REQUIRED WORK:
Return every line of the data that contains the word "wooden", treating uppercase and lowercase letters as different.

(Excerpts of pointing data)
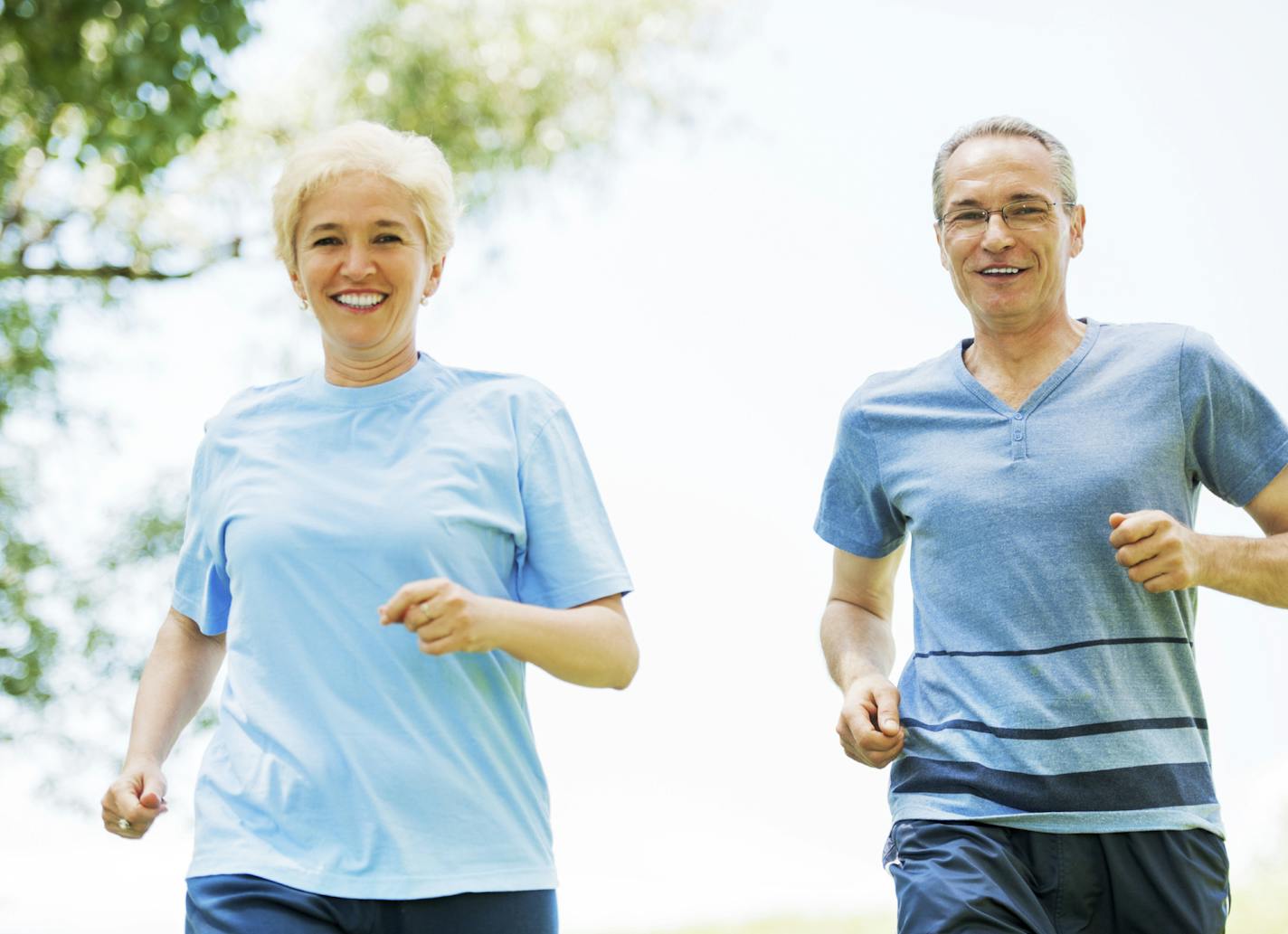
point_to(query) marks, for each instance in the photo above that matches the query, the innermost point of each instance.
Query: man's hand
(138, 797)
(444, 616)
(1160, 552)
(869, 727)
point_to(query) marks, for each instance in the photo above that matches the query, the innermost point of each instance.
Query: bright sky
(705, 302)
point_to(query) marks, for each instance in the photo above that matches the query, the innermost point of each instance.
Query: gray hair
(406, 158)
(1005, 127)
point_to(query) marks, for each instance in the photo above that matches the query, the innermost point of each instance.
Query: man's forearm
(175, 683)
(1255, 569)
(856, 642)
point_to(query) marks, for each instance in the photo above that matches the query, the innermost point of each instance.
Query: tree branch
(109, 272)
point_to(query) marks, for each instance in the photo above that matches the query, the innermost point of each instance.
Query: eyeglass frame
(988, 214)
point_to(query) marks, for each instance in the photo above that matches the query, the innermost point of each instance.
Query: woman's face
(361, 264)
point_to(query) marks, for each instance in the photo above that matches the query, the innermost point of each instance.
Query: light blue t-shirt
(1047, 691)
(346, 761)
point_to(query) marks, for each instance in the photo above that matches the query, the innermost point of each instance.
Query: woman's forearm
(175, 683)
(590, 645)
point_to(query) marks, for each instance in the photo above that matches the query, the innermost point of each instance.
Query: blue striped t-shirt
(1047, 691)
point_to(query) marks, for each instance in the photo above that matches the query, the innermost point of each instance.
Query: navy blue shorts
(959, 878)
(249, 904)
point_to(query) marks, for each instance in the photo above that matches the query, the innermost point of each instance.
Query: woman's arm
(590, 645)
(175, 683)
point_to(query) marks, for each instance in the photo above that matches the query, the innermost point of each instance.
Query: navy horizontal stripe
(1063, 732)
(1051, 649)
(1131, 788)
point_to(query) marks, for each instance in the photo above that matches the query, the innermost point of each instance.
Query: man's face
(1027, 284)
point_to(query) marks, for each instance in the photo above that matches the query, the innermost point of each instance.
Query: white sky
(705, 303)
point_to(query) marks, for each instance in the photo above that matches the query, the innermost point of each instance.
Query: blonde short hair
(404, 158)
(1005, 127)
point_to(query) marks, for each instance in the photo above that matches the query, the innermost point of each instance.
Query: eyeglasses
(1029, 214)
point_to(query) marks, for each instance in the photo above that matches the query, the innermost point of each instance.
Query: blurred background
(702, 223)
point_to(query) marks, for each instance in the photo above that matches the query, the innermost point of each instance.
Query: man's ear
(939, 240)
(1077, 224)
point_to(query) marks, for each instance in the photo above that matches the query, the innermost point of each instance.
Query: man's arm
(859, 649)
(1162, 552)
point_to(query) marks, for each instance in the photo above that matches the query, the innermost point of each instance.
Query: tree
(87, 121)
(89, 127)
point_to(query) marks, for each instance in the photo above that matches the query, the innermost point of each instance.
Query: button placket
(1018, 437)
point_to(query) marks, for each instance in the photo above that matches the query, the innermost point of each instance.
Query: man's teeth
(361, 299)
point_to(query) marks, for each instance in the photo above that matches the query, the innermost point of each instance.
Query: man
(1051, 761)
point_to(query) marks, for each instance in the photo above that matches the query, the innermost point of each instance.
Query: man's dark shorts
(961, 878)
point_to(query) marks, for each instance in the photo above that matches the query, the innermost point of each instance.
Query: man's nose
(997, 235)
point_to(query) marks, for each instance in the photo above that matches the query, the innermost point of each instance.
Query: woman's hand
(589, 645)
(444, 616)
(134, 800)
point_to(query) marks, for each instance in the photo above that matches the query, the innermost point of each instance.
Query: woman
(379, 548)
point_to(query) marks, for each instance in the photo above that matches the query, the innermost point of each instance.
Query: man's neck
(1012, 363)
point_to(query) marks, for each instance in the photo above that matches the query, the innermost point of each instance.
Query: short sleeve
(1236, 439)
(201, 588)
(856, 514)
(571, 555)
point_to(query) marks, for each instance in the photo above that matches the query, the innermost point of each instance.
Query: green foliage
(503, 85)
(96, 98)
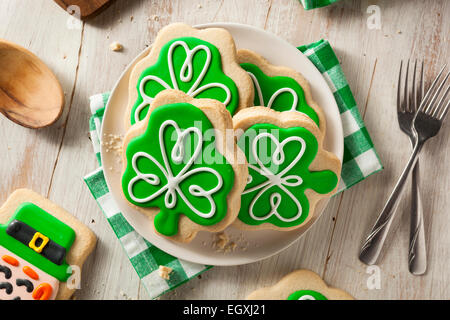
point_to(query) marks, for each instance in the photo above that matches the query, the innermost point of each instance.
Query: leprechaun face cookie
(201, 63)
(40, 244)
(280, 88)
(300, 285)
(289, 171)
(180, 169)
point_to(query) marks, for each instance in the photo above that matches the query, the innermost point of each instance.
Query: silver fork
(426, 124)
(406, 109)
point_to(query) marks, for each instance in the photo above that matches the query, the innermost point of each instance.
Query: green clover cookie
(279, 159)
(169, 166)
(279, 93)
(306, 295)
(190, 65)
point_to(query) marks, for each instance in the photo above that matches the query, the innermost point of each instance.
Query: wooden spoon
(30, 94)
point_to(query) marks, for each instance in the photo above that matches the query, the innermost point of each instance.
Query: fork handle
(417, 254)
(374, 242)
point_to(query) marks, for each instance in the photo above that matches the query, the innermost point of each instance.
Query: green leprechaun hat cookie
(280, 88)
(180, 170)
(42, 248)
(300, 285)
(289, 171)
(40, 238)
(201, 63)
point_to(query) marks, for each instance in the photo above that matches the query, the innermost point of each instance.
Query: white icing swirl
(280, 179)
(186, 75)
(275, 95)
(172, 187)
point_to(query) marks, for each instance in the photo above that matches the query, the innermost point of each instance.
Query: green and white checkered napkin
(360, 161)
(312, 4)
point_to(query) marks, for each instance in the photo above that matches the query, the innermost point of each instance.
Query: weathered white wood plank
(370, 60)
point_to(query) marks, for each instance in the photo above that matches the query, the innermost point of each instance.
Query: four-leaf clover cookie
(179, 169)
(280, 88)
(289, 171)
(201, 63)
(300, 285)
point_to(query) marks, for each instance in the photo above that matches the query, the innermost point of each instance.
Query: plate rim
(324, 86)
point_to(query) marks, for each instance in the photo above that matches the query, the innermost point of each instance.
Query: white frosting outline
(278, 179)
(172, 186)
(185, 77)
(275, 95)
(306, 297)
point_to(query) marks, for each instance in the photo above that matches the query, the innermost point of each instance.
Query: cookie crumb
(154, 17)
(116, 46)
(164, 272)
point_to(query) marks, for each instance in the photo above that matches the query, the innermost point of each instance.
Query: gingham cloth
(312, 4)
(360, 161)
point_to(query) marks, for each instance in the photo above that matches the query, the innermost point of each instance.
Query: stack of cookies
(218, 136)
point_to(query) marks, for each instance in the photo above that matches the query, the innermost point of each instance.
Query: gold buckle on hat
(32, 243)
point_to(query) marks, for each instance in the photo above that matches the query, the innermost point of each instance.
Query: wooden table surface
(53, 161)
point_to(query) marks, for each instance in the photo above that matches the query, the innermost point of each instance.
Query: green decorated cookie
(280, 88)
(173, 164)
(306, 295)
(282, 190)
(201, 63)
(42, 249)
(300, 285)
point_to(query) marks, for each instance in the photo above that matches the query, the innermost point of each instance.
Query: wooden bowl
(30, 94)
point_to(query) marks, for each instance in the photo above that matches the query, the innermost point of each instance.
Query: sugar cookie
(300, 285)
(201, 63)
(289, 171)
(180, 169)
(42, 248)
(280, 88)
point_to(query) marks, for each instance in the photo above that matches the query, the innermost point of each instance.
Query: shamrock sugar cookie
(201, 63)
(300, 285)
(289, 171)
(280, 88)
(181, 170)
(42, 249)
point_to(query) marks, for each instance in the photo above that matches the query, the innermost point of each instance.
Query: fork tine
(444, 114)
(440, 104)
(399, 103)
(431, 106)
(413, 104)
(406, 96)
(421, 90)
(428, 94)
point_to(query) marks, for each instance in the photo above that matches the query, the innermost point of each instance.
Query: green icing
(279, 159)
(178, 169)
(306, 295)
(47, 225)
(192, 74)
(267, 87)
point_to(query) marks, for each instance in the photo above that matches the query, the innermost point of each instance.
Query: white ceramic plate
(258, 244)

TASK SOLUTION:
Query: wooden spoon
Query: wooden table surface
Query: wooden bowl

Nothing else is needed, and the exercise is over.